* **Extrait à lire**
______________________________

Le fer qui les tua leur donna cette grâce
Que, si de faire bien ils n'eurent pas l'espace,
Ils n'eurent pas le temps de faire mal aussi.

De ces jeunes guerriers la flotte vagabonde 
Allait courre fortune aux orages du monde,
Et déjà pour voguer abandonnait le bord, 
Quand l'aguet d'un pirate arrêta leur voyage; 
Mais leur sort fut si bon que d'un même naufrage
Ils se virent sous l'onde et se virent au port.

Ce furent de beaux lis qui, mieux que la nature
Mêlant à leur blancheur l'incarnate peinture
Que tira de leur sein le couteau criminel, 
Devant que d'un hiver la tempête et l'orage 
A leur teint délicat pussent faire dommage, 
S'en allèrent fleurir au printemps éternel.

Le peu qu'ils ont vécu leur fut grand avantage, 
Et le trop que je vis ne me fait que dommage. 
Cruelle occasion du souci qui me nuit! 
Quand j'avais de ma foi l'innocence première, 
Si la nuit de ma mort m'eût privé de lumière,
Je n'aurais pas la peur d'une immortelle nuit.

Qui voudra se vanter avec eux se compare, 
D'avoir reçu la mort par un glaive barbare, 
Et d'être allé soi-même au martyre s'offrir 
L'honneur leur appartient d'avoir ouvert la porte 
A quiconque osera, d'une âme belle et forte, 
Pour vivre dans le ciel, en la terre mourir.

O désirable fin de leurs peines passées
Leurs pieds, qui n'ont jamais les ordures pressées, 
Un superbe plancher des étoiles se font; 
Leur salaire payé les services précède; 
Premier que d'avoir mal, ils trouvent le remède, 
Et devant le combat ont les palmes au front.

Que d'applaudissements, de rumeur et de presses, 
Que de feux, que de jeux, que de traits de caresses, 
Quand là-haut en ce point on les vit arriver!

______________________________

* **Consigne 1**
Dans le poème, à quelles fleurs les jeunes guerriers sont-ils comparés ?
* **Consigne 2**
D'après le poème, en quoi le fer qui tua les jeunes guerriers leur accorda-t-il une grâce ?
* **Consigne 3**
Prolongez le poème à partir de son dernier vers.
Le matériel ci-dessous n'a aucun lien avec le poème.

______________________________

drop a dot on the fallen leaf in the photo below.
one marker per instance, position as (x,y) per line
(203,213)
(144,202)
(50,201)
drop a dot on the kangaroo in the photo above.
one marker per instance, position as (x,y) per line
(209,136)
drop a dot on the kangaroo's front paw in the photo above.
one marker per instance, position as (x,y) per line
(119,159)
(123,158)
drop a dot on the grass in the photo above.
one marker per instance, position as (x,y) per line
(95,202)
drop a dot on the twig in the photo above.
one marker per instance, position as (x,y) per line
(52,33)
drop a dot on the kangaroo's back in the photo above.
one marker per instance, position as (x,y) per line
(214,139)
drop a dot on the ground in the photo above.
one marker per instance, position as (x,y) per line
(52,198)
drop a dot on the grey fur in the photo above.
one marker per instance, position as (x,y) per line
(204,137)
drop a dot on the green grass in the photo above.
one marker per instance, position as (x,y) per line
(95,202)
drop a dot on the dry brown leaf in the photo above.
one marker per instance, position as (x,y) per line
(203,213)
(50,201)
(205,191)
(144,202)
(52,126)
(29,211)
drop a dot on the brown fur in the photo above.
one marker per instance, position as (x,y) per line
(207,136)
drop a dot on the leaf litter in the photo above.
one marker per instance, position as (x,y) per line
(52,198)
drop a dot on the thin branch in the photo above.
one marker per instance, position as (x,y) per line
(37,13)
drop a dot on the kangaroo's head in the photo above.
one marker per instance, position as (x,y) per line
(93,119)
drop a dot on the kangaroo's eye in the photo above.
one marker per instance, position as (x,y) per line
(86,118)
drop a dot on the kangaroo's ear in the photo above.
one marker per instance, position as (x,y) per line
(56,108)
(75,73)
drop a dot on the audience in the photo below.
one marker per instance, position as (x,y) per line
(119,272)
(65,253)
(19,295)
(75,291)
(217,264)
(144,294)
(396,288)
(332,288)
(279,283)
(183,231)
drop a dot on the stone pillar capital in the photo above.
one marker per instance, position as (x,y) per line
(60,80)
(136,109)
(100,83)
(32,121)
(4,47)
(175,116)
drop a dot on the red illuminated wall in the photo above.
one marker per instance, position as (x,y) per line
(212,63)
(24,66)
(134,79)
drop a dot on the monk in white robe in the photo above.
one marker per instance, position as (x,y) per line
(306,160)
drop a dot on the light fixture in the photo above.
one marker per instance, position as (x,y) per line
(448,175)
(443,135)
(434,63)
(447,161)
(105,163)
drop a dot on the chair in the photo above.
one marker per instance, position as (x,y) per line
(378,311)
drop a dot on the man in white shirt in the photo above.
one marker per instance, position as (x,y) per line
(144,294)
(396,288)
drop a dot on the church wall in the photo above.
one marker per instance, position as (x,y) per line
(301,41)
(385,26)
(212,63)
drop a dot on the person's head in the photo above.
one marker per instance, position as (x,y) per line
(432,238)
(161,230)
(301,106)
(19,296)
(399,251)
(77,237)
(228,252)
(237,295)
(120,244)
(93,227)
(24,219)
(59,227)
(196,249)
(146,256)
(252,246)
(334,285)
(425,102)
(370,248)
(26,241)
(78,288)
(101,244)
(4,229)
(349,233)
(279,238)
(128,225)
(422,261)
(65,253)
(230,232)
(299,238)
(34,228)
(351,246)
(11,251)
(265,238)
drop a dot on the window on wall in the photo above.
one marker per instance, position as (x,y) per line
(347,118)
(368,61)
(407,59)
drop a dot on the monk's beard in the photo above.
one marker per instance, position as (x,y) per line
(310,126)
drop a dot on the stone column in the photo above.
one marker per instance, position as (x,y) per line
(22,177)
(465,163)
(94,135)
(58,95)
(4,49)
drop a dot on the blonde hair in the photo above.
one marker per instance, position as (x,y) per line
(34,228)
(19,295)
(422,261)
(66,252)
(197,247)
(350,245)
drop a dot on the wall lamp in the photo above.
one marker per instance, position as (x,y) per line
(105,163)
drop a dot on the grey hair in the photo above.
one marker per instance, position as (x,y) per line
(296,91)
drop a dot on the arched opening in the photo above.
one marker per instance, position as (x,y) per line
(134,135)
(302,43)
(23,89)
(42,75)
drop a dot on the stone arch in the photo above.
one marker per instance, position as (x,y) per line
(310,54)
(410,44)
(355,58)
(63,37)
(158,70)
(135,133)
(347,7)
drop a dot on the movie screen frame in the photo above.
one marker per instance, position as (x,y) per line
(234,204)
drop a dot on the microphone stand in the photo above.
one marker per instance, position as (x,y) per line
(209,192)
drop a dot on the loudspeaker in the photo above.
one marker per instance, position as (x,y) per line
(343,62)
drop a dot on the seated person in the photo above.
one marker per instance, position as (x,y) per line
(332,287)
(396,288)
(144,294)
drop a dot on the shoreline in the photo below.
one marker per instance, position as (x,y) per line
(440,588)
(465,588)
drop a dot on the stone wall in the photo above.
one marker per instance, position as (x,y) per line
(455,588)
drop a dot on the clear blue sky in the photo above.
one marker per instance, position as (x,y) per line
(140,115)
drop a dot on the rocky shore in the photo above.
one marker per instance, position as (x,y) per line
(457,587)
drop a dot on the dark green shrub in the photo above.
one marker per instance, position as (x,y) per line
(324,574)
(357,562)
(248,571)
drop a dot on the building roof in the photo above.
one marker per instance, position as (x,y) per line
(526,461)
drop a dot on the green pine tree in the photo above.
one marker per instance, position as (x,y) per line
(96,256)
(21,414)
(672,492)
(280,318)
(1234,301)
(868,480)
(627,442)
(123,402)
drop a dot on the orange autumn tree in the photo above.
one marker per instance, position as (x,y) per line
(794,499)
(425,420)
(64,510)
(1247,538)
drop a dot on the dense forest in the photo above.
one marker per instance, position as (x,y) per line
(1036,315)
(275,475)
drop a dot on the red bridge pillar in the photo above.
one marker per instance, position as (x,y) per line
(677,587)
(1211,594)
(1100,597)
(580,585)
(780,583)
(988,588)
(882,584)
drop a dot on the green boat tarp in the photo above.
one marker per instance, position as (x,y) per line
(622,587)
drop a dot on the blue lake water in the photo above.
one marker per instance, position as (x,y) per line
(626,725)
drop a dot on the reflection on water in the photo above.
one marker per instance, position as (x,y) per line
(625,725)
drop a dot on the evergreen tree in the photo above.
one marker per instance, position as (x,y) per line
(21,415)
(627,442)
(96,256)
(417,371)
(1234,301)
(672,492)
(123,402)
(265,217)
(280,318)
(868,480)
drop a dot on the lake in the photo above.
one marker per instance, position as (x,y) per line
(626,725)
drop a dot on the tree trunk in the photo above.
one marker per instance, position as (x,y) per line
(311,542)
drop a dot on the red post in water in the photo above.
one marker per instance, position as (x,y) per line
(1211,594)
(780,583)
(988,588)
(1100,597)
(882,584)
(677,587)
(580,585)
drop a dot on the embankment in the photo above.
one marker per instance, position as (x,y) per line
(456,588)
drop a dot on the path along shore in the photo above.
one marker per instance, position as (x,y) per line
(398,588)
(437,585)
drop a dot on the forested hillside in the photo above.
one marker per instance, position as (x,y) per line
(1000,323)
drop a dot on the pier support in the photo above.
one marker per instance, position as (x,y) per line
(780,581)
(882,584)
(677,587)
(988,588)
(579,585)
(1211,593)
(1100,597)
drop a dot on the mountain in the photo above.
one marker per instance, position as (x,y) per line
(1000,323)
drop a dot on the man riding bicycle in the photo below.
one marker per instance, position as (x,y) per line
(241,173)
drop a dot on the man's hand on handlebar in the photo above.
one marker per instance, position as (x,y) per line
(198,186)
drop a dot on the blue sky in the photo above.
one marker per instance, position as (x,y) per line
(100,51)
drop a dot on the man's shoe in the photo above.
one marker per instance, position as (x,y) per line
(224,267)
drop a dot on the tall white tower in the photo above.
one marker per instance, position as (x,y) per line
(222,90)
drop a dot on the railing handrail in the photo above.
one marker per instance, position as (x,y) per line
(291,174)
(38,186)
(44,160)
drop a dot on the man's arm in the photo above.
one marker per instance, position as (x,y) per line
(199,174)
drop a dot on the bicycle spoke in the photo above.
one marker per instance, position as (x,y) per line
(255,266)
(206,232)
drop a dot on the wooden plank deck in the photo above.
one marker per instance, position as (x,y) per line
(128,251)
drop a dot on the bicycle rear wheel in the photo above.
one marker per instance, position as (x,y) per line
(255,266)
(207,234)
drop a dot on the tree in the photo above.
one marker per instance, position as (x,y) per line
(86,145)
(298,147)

______________________________

* **Résultat final 1**
Ils sont comparés à de beaux lis.

* **Résultat final 2**
S'ils n'eurent pas l'espace de faire le bien, ils n'eurent pas non plus le temps de faire le mal. Leur mort précoce les a donc préservés de toute faute.

* **Résultat final 3**
Et quel plaisir encor, à leur courage tendre, 
Voyant Dieu devant eux en ses bras les attendre, 
Et pour leur faire honneur les anges se lever!

Et vous, femmes, trois fois, quatre fois bienheureuses, 
De ces jeunes amours les mères amoureuses; 
Que faites-vous pour eux, si vous les regrettez? 
Vous fâchez leur repos, et vous rendez coupables, 
Ou de n'estimer pas leurs trépas honorables, 
Ou de porter envie à leurs félicités.

Le soir fut avancé de leurs belles journées ;
Mais qu'eussent-ils gagné par un siècle d'années? 
Ou que leur advint-il, en ce vite départ, 
Que laisser promptement une basse demeure,
Qui n'a rien que du mal, pour avoir de bonne, heure 
Aux plaisirs éternels une éternelle part? »
 

(Malherbe).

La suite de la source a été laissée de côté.